(Object detection data)
□ □ □ □
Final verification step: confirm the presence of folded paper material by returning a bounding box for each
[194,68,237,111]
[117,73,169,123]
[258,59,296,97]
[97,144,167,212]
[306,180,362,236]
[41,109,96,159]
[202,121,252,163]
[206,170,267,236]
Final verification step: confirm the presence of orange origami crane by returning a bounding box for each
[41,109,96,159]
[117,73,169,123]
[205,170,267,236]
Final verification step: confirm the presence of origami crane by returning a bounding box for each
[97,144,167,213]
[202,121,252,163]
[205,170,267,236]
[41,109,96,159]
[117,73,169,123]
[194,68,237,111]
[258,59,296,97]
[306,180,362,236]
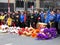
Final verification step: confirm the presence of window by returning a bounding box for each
[16,0,24,8]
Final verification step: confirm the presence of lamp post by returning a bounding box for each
[8,0,10,13]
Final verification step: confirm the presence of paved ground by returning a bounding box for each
[0,33,60,45]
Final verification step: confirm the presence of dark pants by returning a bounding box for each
[58,22,60,34]
[19,22,25,28]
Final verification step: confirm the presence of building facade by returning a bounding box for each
[0,0,60,11]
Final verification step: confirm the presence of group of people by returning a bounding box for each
[0,10,60,33]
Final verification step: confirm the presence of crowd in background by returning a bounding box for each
[0,10,60,33]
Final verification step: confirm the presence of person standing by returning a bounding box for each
[19,12,25,28]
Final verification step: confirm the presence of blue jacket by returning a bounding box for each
[45,14,56,23]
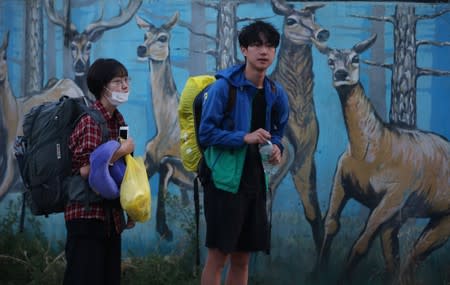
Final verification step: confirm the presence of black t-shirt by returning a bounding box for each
[239,89,266,194]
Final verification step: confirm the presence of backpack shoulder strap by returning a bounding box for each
[225,84,237,114]
[86,107,109,142]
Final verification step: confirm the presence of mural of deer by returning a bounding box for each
[271,0,330,252]
[136,12,194,240]
[45,0,142,101]
[0,32,19,198]
[0,29,83,198]
[313,35,450,284]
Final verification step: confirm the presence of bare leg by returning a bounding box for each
[201,248,228,285]
[225,252,250,285]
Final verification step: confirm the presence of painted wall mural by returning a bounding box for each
[0,0,450,285]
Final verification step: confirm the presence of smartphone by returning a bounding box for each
[119,126,128,140]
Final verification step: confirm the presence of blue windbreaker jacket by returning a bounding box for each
[198,65,289,151]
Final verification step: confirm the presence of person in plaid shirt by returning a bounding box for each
[64,58,135,285]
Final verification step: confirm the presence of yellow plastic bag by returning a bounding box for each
[120,154,152,222]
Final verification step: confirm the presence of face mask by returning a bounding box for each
[105,87,130,107]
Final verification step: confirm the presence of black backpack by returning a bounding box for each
[15,96,108,216]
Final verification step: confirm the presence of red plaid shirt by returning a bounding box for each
[64,100,125,233]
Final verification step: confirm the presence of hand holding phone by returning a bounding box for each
[119,126,128,140]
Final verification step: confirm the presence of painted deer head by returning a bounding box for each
[312,34,377,87]
[136,12,179,61]
[45,0,142,76]
[272,0,330,45]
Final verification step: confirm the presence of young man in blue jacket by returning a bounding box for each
[199,21,289,285]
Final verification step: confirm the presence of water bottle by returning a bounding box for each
[259,140,274,174]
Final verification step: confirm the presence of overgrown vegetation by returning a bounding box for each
[0,194,200,285]
[0,197,65,285]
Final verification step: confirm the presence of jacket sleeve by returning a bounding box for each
[270,84,289,152]
[198,79,245,148]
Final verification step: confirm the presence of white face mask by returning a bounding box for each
[105,87,130,107]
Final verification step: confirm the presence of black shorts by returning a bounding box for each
[203,182,270,253]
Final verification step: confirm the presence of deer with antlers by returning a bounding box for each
[0,29,84,198]
[136,12,194,240]
[44,0,142,101]
[270,0,330,252]
[313,35,450,284]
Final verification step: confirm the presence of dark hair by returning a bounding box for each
[87,58,128,99]
[239,21,280,48]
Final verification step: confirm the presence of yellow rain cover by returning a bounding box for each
[178,75,216,171]
[120,154,152,222]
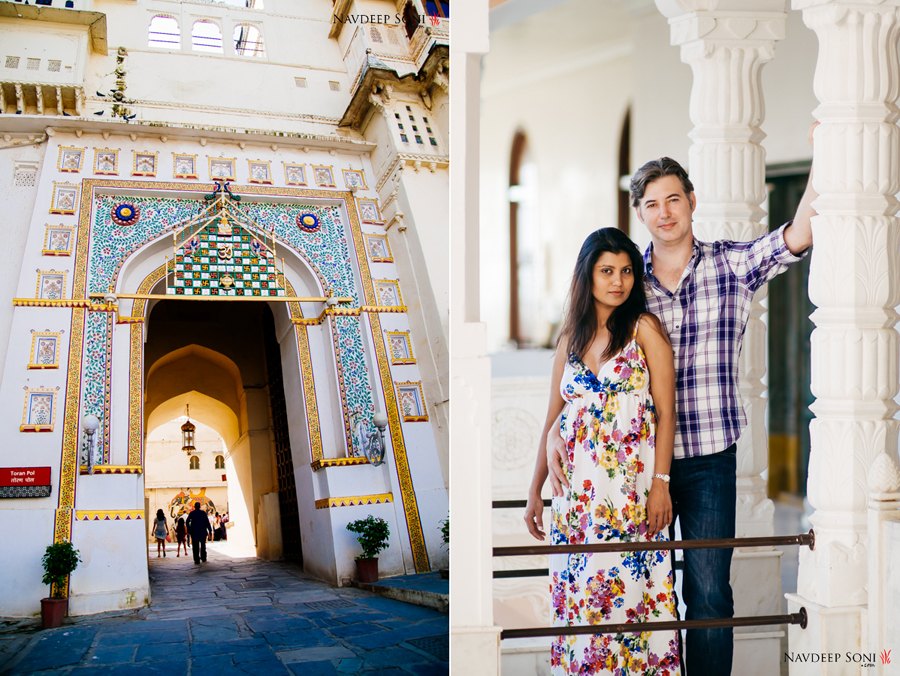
□ □ □ □
Required task:
Copy out every line of the listing above word for word, leaving out the pictures.

Task response:
Final verification step: confirm the presence of folded paper material by returning a bounding box for each
[194,68,237,111]
[117,73,169,123]
[258,59,296,97]
[97,144,167,212]
[306,180,362,236]
[41,109,96,159]
[202,121,252,163]
[206,170,267,236]
Final verification step: confirm the presence of orange origami crane by returning a bounding box for each
[41,109,96,159]
[117,73,169,123]
[205,170,267,236]
Final verification step: confirm the presence of origami crane by returning a bounding box for each
[97,144,167,213]
[202,121,252,163]
[205,170,267,236]
[41,109,96,159]
[117,73,169,123]
[194,68,237,111]
[258,59,296,97]
[306,180,362,236]
Final verification step: confirm the presence of window by returning a bounding box for each
[16,0,24,8]
Final verification step: confirm the presence of lamp post by returning a bounding box for each
[8,0,10,13]
Final verification step: confirm the presence of paved ground by returning a bounding box for each
[0,33,60,45]
Final verification step: confirm the presence of dark pants by returning a bounding box for each
[58,22,60,34]
[19,22,25,28]
Final verification step: confirm the presence of building facade by returning a bounding box for each
[0,0,60,11]
Final verification step: confirm the presence of group of people by returning a bounding box for each
[0,10,60,33]
Final verification step: confirm the presence of crowd in background by returning a bounding box for each
[0,10,60,33]
Final verification step: confirm the presence of person standing by returning a bounding box for each
[19,12,25,28]
Final verification step: confirm the presence of blue jacket by returning a bounding box for each
[45,14,56,23]
Final verification step: confirm the presence of black t-shirt by returning a bounding box for each
[239,89,266,194]
Final verification step: confirm the presence of backpack shoulder strap by returning a bounding box for each
[225,84,237,114]
[86,107,109,142]
Final verification step: confirm the presence of mural of deer by returning a bounding box for each
[271,0,330,252]
[136,12,194,240]
[45,0,142,101]
[0,32,19,198]
[0,29,83,198]
[313,35,450,284]
Final verification step: confirm the presence of bare leg by returning a bounding box for each
[201,248,228,285]
[225,252,250,285]
Final verification step: confirm the presence of painted wall mural by returning a bounding box for each
[0,0,450,285]
Final verification step: confirm the presence of smartphone by returning a bounding box for each
[119,126,128,140]
Final verification step: confirm the presence of blue windbreaker jacket by returning a bounding box for each
[198,65,289,151]
Final verification step: confirm the presence of person in plaid shirt by returning a bounding box for each
[64,58,135,285]
Final verification step: confirm the presence of yellow plastic bag by returning a bounding box for each
[120,154,152,222]
Final verification step: confirm the presence of face mask by returning a bounding box for each
[105,87,130,107]
Final verification step: confirm the presence of black backpack by returning a bounding box for each
[15,96,108,216]
Final verification step: confirm the presence of red plaid shirt by returning a bounding box for each
[64,100,125,233]
Final verification step: confirm the presence of hand holding phone by returning a bounding box for each
[119,126,128,140]
Final verification step: confirm the presence of painted deer head by returning a bounding box for each
[312,34,377,87]
[136,12,179,61]
[45,0,142,76]
[272,0,330,45]
Final verification step: confirm the presence of young man in blue jacket by returning a bounding box for each
[199,21,289,285]
Final verification step: confirm the presence of water bottle by returning a bounding box for each
[259,140,274,174]
Final verification step: confirm the presence of overgrown vegetation by returning a bounding box for each
[0,194,200,285]
[0,197,65,285]
Final verification step: confirm the presence of jacket sleeve by returning a bounding box for each
[270,84,289,152]
[198,79,245,148]
Final verification step: confirm the presence of white face mask by returning a bounding box for each
[105,87,130,107]
Final verification step: confirm the presence of black shorts by returning a bounding box for each
[203,182,270,253]
Final verification step: confirm the presence of deer with antlers by returning a bounding box for each
[0,29,84,198]
[136,12,194,240]
[44,0,142,101]
[270,0,330,252]
[313,35,450,284]
Final verification step: confirm the presence of dark hair by returning a bounding box for each
[87,58,128,99]
[239,21,280,48]
Final verification step: confirm the presence of yellow rain cover by returning a bounding box for each
[178,75,216,171]
[120,154,152,222]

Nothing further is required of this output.